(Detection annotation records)

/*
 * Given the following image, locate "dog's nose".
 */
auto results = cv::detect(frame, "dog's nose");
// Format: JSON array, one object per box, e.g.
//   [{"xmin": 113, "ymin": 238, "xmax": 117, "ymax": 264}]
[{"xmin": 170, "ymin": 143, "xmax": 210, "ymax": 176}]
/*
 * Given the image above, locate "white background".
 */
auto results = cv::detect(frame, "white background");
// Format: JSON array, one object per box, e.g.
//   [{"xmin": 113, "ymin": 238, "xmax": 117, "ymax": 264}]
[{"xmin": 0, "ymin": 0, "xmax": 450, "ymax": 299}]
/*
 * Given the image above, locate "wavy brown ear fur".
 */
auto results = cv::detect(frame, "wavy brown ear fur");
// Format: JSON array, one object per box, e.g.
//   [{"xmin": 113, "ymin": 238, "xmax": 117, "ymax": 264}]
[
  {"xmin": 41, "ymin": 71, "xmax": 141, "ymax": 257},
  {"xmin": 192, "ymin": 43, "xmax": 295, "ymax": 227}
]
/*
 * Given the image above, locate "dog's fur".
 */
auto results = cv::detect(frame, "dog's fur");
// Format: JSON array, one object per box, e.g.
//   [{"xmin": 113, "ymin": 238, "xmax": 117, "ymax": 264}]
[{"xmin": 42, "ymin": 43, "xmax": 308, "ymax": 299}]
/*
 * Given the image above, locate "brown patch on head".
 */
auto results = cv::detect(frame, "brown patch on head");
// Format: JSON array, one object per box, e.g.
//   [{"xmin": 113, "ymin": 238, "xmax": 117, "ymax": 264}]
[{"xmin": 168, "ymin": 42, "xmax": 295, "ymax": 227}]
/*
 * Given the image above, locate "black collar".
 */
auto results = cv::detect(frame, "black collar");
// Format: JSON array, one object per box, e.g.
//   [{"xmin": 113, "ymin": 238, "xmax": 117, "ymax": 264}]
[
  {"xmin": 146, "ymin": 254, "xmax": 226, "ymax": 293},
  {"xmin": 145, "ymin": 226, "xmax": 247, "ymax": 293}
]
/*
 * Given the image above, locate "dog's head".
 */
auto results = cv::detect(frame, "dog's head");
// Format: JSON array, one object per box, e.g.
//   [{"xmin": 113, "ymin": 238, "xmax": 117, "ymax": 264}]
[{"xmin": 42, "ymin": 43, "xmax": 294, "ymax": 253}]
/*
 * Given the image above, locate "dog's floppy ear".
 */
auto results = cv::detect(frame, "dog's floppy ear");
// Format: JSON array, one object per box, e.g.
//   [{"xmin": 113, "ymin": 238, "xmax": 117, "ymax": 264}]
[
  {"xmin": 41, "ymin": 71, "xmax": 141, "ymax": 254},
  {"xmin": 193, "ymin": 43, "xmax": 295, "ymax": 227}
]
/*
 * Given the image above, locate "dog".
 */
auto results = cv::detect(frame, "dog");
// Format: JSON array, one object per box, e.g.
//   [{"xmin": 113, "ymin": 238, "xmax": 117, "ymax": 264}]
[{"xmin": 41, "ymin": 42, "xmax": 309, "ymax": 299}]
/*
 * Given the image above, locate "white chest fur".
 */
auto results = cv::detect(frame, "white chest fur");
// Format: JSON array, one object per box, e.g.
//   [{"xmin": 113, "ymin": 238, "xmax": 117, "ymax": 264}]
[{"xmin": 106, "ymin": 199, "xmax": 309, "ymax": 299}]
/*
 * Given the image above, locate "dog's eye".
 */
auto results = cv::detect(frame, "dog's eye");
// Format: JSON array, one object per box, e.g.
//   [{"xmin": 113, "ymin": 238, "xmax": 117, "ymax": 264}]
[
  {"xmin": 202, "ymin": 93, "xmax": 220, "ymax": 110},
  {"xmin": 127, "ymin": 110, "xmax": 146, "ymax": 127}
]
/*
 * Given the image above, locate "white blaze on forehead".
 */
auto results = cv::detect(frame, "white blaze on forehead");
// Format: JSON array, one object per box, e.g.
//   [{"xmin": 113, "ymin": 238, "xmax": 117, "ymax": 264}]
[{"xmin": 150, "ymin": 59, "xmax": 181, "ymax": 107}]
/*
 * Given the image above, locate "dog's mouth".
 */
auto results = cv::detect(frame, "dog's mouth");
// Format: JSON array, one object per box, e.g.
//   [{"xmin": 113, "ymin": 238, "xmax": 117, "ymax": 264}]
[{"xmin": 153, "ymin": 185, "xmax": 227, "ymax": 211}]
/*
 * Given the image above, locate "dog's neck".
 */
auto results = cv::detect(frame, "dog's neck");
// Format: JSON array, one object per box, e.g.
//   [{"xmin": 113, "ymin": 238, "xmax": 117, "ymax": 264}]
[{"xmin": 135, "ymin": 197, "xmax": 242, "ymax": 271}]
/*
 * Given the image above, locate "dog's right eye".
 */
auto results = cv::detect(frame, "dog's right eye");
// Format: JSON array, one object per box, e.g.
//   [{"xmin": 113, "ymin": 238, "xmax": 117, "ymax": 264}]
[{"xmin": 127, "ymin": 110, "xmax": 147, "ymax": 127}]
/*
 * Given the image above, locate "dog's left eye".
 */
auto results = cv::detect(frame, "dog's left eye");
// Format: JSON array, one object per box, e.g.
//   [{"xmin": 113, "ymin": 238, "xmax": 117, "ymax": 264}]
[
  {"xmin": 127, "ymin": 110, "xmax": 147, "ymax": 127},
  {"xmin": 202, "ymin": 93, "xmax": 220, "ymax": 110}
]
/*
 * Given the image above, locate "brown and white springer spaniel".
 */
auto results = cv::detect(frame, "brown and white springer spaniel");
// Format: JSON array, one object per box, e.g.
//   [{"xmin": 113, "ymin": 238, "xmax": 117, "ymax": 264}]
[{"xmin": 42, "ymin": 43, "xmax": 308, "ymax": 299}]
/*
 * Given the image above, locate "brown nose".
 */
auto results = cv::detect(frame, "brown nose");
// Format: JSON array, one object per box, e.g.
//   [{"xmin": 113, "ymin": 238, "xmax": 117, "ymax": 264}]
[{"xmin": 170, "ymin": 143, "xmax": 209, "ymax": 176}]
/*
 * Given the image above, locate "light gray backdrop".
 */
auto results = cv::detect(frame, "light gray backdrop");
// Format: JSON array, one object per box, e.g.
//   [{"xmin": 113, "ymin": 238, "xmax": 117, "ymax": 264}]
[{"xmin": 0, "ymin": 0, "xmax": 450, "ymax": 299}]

■ WHAT YOU NEED TO DO:
Print every record exactly as it was given.

■ FULL RESPONSE:
/*
 * Given the following image, locate "dog's nose".
 */
auto results = cv::detect(frame, "dog's nose");
// Format: JSON array, one object per box, e.g.
//   [{"xmin": 113, "ymin": 238, "xmax": 117, "ymax": 264}]
[{"xmin": 170, "ymin": 143, "xmax": 210, "ymax": 176}]
/*
 * Given the image above, locate "white background".
 */
auto results = cv::detect(frame, "white background");
// Format: JSON array, one object per box, e.g.
//   [{"xmin": 113, "ymin": 238, "xmax": 117, "ymax": 264}]
[{"xmin": 0, "ymin": 0, "xmax": 450, "ymax": 299}]
/*
 * Given the image above, locate "wavy brown ear fur".
 */
auto results = cv::detect(frame, "wavy brown ear fur");
// Format: JSON array, one object per box, e.g.
//   [{"xmin": 113, "ymin": 238, "xmax": 117, "ymax": 264}]
[
  {"xmin": 41, "ymin": 71, "xmax": 141, "ymax": 257},
  {"xmin": 192, "ymin": 43, "xmax": 295, "ymax": 227}
]
/*
 * Given the image above, locate "dog's fur".
 */
auto results = cv::detect(frame, "dog's fur");
// Format: JSON array, one object per box, e.g.
//   [{"xmin": 113, "ymin": 238, "xmax": 117, "ymax": 264}]
[{"xmin": 42, "ymin": 43, "xmax": 308, "ymax": 299}]
/*
 * Given the image above, locate "brown patch on head".
 */
auto results = cv::detect(frame, "brown patch on head");
// Format: JSON array, one object per box, e.g.
//   [{"xmin": 113, "ymin": 238, "xmax": 117, "ymax": 264}]
[{"xmin": 168, "ymin": 42, "xmax": 295, "ymax": 227}]
/*
 * Given the image above, locate "black collar".
 */
auto results = cv::detect(frame, "black collar");
// Format: JSON array, one object per box, e.g.
//   [{"xmin": 113, "ymin": 238, "xmax": 117, "ymax": 264}]
[
  {"xmin": 146, "ymin": 254, "xmax": 226, "ymax": 293},
  {"xmin": 145, "ymin": 226, "xmax": 247, "ymax": 293}
]
/*
 * Given the image above, locate "dog's head".
 */
auto results = cv::detect(frame, "dog's head");
// Format: JSON array, one object per box, e.g.
//   [{"xmin": 113, "ymin": 238, "xmax": 117, "ymax": 264}]
[{"xmin": 42, "ymin": 43, "xmax": 294, "ymax": 253}]
/*
 * Given the image above, locate "dog's floppy ear".
 */
auto results = cv::detect(frame, "dog's floppy ear");
// Format: JSON array, one object per box, e.g.
//   [{"xmin": 113, "ymin": 238, "xmax": 117, "ymax": 264}]
[
  {"xmin": 41, "ymin": 71, "xmax": 141, "ymax": 254},
  {"xmin": 193, "ymin": 43, "xmax": 295, "ymax": 227}
]
/*
 * Given the image above, locate "dog".
 */
auto results = cv::detect(frame, "dog");
// Format: JSON array, one object per box, e.g.
//   [{"xmin": 113, "ymin": 238, "xmax": 117, "ymax": 264}]
[{"xmin": 41, "ymin": 42, "xmax": 309, "ymax": 299}]
/*
 * Given the image above, locate "white chest fur".
 */
auto results = cv::detect(frame, "white chest fur");
// Format: JSON array, one object per box, e.g.
//   [{"xmin": 113, "ymin": 238, "xmax": 117, "ymax": 264}]
[{"xmin": 106, "ymin": 199, "xmax": 309, "ymax": 299}]
/*
 * Given the image above, locate "dog's eye".
 */
auto results = cv::detect(frame, "dog's eye");
// Format: JSON array, one object per box, e.g.
//   [{"xmin": 113, "ymin": 238, "xmax": 117, "ymax": 264}]
[
  {"xmin": 202, "ymin": 93, "xmax": 220, "ymax": 110},
  {"xmin": 127, "ymin": 110, "xmax": 146, "ymax": 127}
]
/*
 * Given the image above, locate "white blaze on forehead".
 */
auto results = cv::detect(frame, "white blaze on forehead");
// Format: JSON array, one object per box, e.g.
//   [{"xmin": 113, "ymin": 238, "xmax": 117, "ymax": 264}]
[{"xmin": 150, "ymin": 59, "xmax": 181, "ymax": 107}]
/*
 * Given the image above, locate "dog's mouth".
 */
auto results = cv::detect(frame, "dog's mouth");
// Format: JSON array, one object per box, e.g.
//   [{"xmin": 113, "ymin": 238, "xmax": 117, "ymax": 264}]
[{"xmin": 153, "ymin": 185, "xmax": 227, "ymax": 211}]
/*
 * Given the image above, locate "dog's neck".
 */
auto results = cv::detect(frame, "dog's neck");
// Format: JSON array, one object per box, e.g.
//   [{"xmin": 113, "ymin": 238, "xmax": 117, "ymax": 264}]
[{"xmin": 135, "ymin": 197, "xmax": 242, "ymax": 271}]
/*
 * Given the image above, locate "dog's right eye".
 */
auto results = cv::detect(frame, "dog's right eye");
// Format: JSON array, one object per box, e.g.
//   [{"xmin": 113, "ymin": 238, "xmax": 117, "ymax": 264}]
[{"xmin": 127, "ymin": 110, "xmax": 147, "ymax": 127}]
/*
 * Given the image above, locate "dog's left eye".
 */
auto results = cv::detect(frame, "dog's left eye");
// Format: JSON array, one object per box, e.g.
//   [{"xmin": 113, "ymin": 238, "xmax": 117, "ymax": 264}]
[
  {"xmin": 127, "ymin": 110, "xmax": 147, "ymax": 127},
  {"xmin": 202, "ymin": 93, "xmax": 220, "ymax": 110}
]
/*
 * Given the image above, locate "brown and white springer spaniel".
 */
auto results = cv::detect(frame, "brown and white springer spaniel");
// Format: JSON array, one object per box, e.g.
//   [{"xmin": 113, "ymin": 238, "xmax": 117, "ymax": 264}]
[{"xmin": 42, "ymin": 43, "xmax": 308, "ymax": 299}]
/*
 * Given the image above, locate "brown nose".
 */
auto results = cv::detect(frame, "brown nose");
// Format: JSON array, one object per box, e.g.
//   [{"xmin": 113, "ymin": 238, "xmax": 117, "ymax": 264}]
[{"xmin": 170, "ymin": 143, "xmax": 209, "ymax": 176}]
/*
 * Given the image above, locate "light gray backdrop".
 */
auto results = cv::detect(frame, "light gray backdrop");
// Format: JSON array, one object per box, e.g.
//   [{"xmin": 113, "ymin": 238, "xmax": 117, "ymax": 264}]
[{"xmin": 0, "ymin": 0, "xmax": 450, "ymax": 299}]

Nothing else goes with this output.